Recorded data:
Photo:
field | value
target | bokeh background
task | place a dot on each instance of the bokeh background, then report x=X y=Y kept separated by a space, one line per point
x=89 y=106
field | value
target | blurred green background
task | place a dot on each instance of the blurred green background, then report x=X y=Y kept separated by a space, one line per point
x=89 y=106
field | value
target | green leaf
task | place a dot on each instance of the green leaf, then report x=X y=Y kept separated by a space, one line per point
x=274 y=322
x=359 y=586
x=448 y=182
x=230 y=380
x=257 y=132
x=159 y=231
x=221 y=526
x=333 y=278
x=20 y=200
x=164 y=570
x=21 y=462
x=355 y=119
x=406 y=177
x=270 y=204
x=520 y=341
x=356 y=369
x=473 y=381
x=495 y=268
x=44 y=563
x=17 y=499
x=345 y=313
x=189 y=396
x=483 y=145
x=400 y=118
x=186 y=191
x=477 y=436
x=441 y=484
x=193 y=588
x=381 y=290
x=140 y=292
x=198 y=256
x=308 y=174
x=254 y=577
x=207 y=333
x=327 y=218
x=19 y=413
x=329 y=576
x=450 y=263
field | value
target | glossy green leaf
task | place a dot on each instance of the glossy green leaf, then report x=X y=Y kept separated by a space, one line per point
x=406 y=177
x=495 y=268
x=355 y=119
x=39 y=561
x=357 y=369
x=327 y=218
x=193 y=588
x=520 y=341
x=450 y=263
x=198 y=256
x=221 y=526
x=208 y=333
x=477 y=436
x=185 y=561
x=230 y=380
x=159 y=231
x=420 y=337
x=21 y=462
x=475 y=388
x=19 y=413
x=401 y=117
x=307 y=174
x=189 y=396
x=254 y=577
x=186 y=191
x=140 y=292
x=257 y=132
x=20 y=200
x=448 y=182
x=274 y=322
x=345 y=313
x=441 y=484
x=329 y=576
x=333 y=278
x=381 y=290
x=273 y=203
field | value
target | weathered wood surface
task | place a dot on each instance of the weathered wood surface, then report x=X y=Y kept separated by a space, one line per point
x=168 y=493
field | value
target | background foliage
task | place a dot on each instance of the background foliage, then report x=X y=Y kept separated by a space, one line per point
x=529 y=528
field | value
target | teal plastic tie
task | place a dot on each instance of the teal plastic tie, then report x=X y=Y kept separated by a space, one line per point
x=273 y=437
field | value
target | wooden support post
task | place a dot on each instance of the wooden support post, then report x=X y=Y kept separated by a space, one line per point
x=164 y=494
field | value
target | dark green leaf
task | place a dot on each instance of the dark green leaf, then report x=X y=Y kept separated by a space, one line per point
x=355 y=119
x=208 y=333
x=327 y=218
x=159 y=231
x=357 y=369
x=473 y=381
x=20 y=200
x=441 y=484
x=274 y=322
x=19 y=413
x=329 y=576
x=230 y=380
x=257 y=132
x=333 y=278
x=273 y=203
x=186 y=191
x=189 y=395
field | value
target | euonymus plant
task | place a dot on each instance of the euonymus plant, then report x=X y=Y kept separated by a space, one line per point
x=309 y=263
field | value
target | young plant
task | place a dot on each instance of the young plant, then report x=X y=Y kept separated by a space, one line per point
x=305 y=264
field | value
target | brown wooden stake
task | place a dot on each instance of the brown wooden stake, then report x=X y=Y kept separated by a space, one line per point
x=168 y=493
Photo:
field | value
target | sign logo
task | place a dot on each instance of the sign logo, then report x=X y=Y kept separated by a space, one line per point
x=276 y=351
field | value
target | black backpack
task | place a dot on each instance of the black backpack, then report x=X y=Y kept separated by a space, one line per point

== The task ==
Check each line of the entries for "backpack" and copy those that have it.

== Problem solution ==
target | black backpack
task | place a dot on each instance of the black backpack, then report x=X y=Y kept separated by a space, one line per point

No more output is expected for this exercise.